◆ **What is expected**: Count the lines in the records below that contain the string "necklace", with case treated as significant, and state only that number.

◆ **Data listing**:

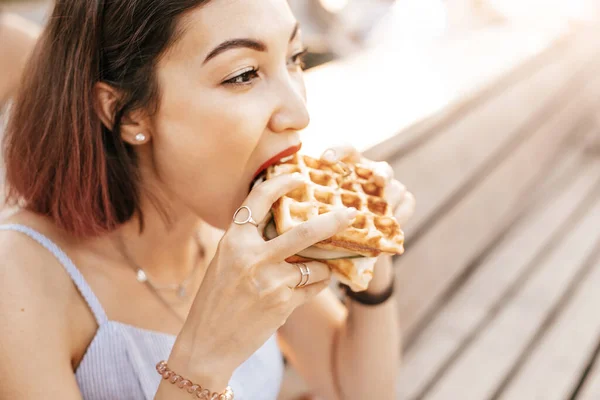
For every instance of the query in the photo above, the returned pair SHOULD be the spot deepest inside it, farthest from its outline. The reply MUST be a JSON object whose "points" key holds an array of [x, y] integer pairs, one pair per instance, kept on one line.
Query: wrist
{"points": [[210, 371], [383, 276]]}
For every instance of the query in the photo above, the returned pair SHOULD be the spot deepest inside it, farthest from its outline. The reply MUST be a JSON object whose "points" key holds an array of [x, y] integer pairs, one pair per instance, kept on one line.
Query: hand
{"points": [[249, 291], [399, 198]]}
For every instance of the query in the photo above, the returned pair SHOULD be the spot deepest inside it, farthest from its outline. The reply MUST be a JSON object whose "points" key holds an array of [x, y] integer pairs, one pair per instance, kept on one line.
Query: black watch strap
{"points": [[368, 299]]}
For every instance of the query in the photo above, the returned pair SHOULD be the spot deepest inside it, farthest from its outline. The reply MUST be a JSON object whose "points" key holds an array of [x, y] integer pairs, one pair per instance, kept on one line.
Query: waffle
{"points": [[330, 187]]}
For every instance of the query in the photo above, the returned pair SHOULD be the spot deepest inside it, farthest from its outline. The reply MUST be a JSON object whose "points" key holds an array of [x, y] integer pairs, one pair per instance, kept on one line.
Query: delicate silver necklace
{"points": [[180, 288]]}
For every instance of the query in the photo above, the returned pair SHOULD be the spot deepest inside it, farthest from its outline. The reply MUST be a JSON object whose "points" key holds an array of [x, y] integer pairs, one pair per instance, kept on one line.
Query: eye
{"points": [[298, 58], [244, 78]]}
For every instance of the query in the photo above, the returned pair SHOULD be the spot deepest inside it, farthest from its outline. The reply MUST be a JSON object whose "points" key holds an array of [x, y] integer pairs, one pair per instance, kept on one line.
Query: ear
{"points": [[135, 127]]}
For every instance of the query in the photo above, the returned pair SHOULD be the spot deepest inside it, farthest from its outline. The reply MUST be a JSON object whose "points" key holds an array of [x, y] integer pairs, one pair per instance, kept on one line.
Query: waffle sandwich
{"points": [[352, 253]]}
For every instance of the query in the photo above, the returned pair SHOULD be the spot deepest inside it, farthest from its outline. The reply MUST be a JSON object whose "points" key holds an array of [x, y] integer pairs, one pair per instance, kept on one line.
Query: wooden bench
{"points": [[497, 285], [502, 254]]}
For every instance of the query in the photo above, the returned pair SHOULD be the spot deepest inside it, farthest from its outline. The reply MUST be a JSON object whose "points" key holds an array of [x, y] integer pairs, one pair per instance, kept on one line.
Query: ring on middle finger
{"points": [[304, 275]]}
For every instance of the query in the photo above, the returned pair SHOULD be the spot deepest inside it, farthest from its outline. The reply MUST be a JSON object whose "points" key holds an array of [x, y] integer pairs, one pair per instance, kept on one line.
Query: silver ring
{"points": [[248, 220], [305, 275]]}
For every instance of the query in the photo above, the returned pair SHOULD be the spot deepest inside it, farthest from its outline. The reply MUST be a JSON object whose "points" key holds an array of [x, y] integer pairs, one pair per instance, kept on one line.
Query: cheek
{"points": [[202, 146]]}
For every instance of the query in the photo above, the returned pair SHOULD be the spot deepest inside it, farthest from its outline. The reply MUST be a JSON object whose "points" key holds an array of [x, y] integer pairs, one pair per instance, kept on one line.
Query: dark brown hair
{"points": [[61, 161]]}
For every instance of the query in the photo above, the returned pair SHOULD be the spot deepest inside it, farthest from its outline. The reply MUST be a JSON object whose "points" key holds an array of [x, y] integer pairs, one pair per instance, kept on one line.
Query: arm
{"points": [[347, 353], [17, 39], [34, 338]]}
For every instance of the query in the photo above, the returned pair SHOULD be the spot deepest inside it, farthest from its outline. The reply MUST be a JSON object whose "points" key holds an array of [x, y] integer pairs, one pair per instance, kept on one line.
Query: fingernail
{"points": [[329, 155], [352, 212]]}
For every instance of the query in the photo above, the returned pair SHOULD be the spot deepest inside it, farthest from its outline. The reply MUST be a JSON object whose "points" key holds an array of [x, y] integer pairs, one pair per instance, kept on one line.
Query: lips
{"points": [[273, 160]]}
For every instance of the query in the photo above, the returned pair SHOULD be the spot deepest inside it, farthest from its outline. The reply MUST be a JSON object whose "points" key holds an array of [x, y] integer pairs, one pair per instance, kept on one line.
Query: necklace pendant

◆ **Answer**: 2